Every record below is to be restated verbatim, though its images are not.
Records for processing START
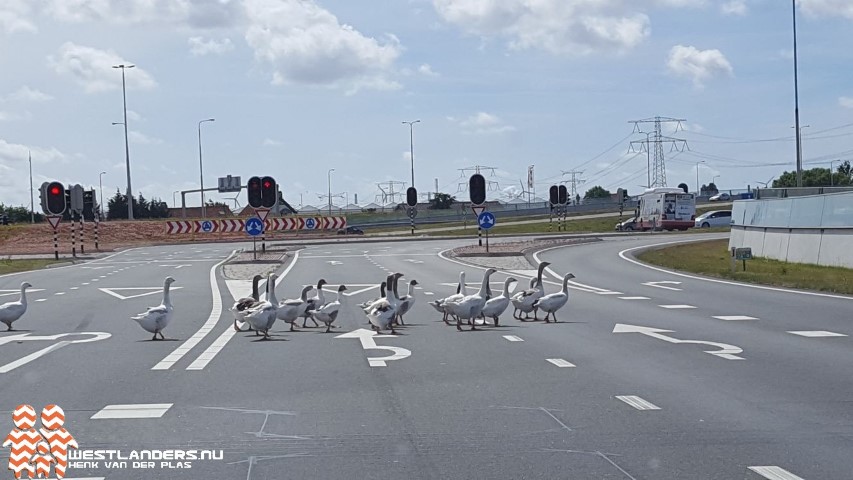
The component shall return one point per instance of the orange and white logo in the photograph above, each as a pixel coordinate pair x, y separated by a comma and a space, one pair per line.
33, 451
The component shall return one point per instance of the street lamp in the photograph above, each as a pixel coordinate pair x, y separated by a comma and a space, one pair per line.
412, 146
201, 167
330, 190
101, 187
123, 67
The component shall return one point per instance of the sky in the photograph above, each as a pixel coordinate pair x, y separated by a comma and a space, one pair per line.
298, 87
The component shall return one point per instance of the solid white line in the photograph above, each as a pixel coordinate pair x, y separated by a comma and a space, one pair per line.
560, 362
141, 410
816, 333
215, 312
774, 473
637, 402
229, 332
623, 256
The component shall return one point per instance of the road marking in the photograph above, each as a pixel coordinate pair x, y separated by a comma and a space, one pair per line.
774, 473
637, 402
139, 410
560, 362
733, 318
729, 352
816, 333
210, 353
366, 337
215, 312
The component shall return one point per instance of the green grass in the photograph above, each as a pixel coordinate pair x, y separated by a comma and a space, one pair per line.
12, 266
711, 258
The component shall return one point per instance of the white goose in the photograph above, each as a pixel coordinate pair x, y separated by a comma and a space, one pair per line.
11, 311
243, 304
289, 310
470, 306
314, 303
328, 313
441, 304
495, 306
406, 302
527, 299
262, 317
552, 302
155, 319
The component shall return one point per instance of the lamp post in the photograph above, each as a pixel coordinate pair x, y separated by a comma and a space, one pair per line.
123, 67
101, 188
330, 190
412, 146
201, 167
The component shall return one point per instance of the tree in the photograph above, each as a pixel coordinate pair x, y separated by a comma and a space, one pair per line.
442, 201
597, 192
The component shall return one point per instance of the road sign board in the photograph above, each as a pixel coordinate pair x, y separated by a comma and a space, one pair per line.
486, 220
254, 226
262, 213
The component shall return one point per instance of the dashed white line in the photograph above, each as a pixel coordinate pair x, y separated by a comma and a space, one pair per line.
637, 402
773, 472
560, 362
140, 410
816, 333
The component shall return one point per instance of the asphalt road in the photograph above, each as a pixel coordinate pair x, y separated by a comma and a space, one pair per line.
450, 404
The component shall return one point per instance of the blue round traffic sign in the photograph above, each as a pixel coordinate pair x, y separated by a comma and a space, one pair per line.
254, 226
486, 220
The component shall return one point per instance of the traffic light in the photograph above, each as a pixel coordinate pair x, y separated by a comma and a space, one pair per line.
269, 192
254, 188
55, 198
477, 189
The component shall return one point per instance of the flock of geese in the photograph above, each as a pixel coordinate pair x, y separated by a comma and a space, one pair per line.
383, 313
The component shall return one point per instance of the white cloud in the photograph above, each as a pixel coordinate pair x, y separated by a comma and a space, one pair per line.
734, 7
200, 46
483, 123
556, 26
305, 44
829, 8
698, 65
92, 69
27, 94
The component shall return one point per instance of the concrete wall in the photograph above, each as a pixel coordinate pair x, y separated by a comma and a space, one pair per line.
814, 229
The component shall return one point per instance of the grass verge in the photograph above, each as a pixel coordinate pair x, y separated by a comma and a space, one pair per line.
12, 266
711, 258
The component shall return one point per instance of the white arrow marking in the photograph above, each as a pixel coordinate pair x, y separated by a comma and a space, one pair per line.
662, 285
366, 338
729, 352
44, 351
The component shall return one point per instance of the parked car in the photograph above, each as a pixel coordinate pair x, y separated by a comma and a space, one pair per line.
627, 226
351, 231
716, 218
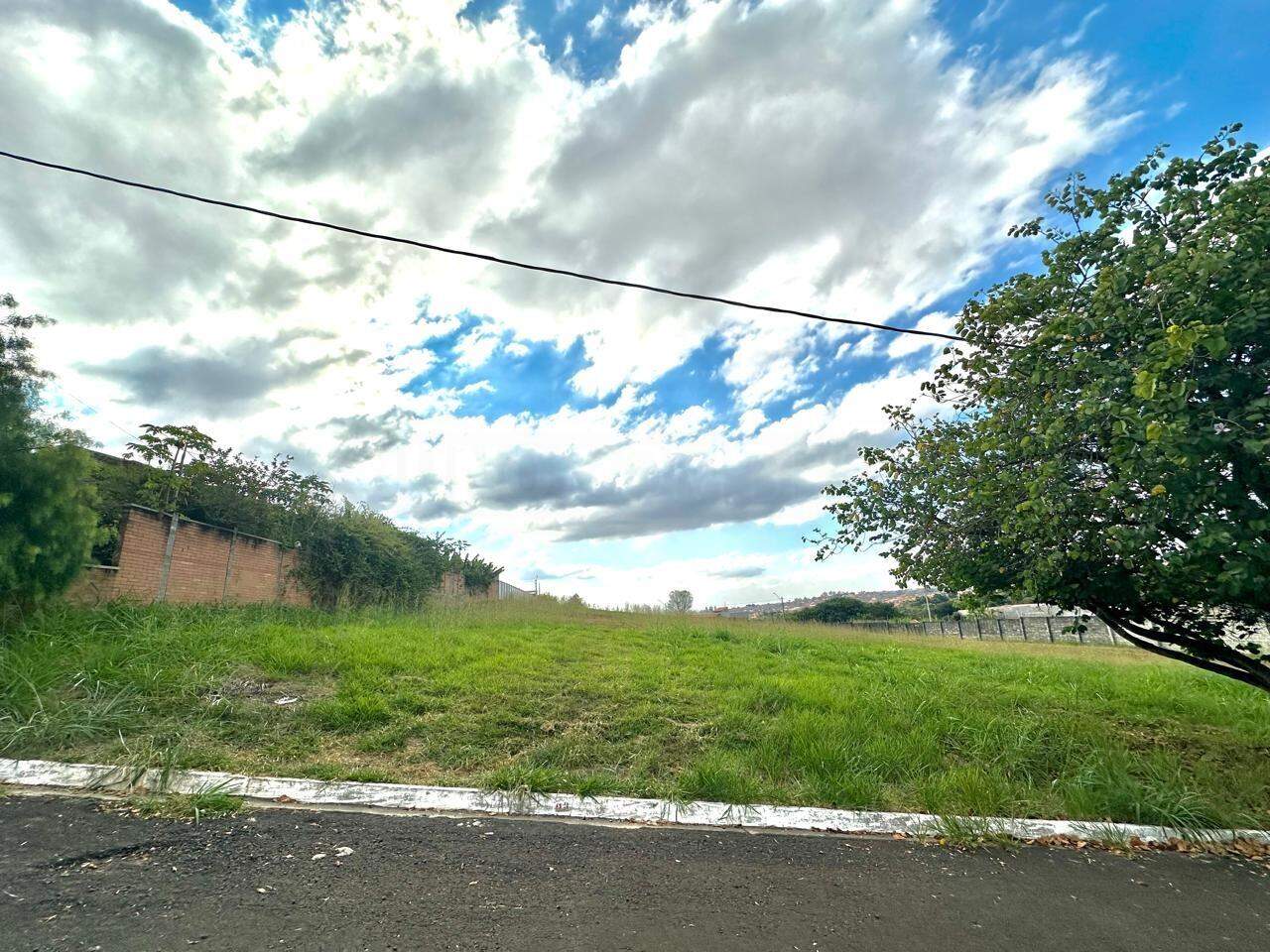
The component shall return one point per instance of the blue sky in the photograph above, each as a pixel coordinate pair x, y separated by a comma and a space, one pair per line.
Records for processing END
**Worked solution:**
The component shall return one point per instance of the orange and white logo in the photograph above, each as a pixel coordinate pair x, y separated by a comma and a space, one pair per line.
33, 451
The component shall return one point per instance of the street lamp in the photograph above, each as a pixel coordinate pair x, y separated by a comma and a space, one pair per line.
412, 146
201, 167
330, 190
101, 187
123, 67
The component shall return one point per instance of the sky in the photograph above, each as a pixel coordinate pair x, y separated by a comma and a space, one pair per line.
298, 87
The component shall return one point per instance of the solid white line in the photograph above, each as a pixel coordinate pair x, y separated by a comma and a space, one pair per line.
560, 362
141, 410
816, 333
215, 312
774, 473
637, 402
229, 332
623, 256
The component shall return one point per instance of the road marking in the photograph above, each as a pixel coordinate pair x, y separated by a comma and a space, one pair per line.
774, 473
637, 402
139, 410
560, 362
733, 318
729, 352
816, 333
210, 353
366, 337
215, 312
The component shall return one point per instance of the green grass in the photograph above, each as a pixel coordinate pair x, y separated by a comma and a space, one pair per line.
12, 266
711, 258
The component shall return one point per instance of the white goose in the photograph above, each as a pixel coordinate pair x, y separated by a comma and a space, one pair per line.
11, 311
243, 304
289, 310
470, 306
314, 303
328, 313
441, 304
495, 306
406, 302
527, 299
262, 317
552, 302
155, 319
The component shall return one point per instance of the lamp post in the photograph above, each as a pixel coordinate pair x, y separated by a comma and a space, one pair per line.
123, 67
101, 188
330, 190
412, 146
201, 167
The component shall return one point per instance of the tree in the photograph above, each as a pixel coordinate pair x, y separated by a comma and a space, one pair per line.
442, 201
597, 192
The component shall return one point per instance of the road sign board in the photograph above, each as a pixel coordinate pair x, y separated by a comma and a space, one pair per line.
486, 220
254, 226
262, 213
The component shall return one point per instance of the dashed white line in the photograph above, each as a pixel coordinate pair x, y separated by a comma and a space, one pair per line.
637, 402
773, 472
560, 362
140, 410
816, 333
The component shall return one point per instance of the asphalt road in the photograph above, each as a pixel coordinate pair x, y separated by a comma and a space, one pair per line.
450, 404
The component shall return one point per instance of the blue round traffic sign in the photograph above, each as a pixel coordinate pair x, y separated by a comma and a space, one pair per line.
254, 226
486, 220
The component shall return one point per instance of the traffic light in the photograph above, each as a pixel coordinate pair x, y separated by a comma and a space, one pair per line.
269, 192
254, 188
55, 198
477, 189
The component shall return one point per instance of the flock of geese in the photograph above, each as a pixel coordinate pair x, y separated by a comma and a space, one pair per line.
383, 313
The component shall return one point per instance of the white cloud in the photograph above, each as a pixel coordinate pair x, y separated by a comma and a space, one pair per line.
734, 7
200, 46
483, 123
556, 26
305, 44
829, 8
698, 65
92, 69
27, 94
The component shall return one point per instance of the concrete wall in the photograph above, each as a pixel coordinate pair x, y separated by a comma and a space, one pair per line.
814, 229
The component shall return one point per instance of the grass verge in the photograph above, each as a pixel coordinate pair x, y separated by a comma and a space, one pair per line.
12, 266
711, 258
The component shall return one point per instance of the white arrow marking in the photograph above, each as a pixel coordinate pair x, y separated by a comma and a space, one pair per line.
662, 285
366, 338
729, 352
44, 351
The component shall return one point per instance of the parked car in the photograph above, each as a pixel coordinate pair x, y separated by a comma and a space, one pair per line.
627, 226
351, 231
716, 218
The component shall return one point per instance of the blue sky in the photograph above, each as a pixel coordinate pair x, y separated by a comma and a space, one pair per line.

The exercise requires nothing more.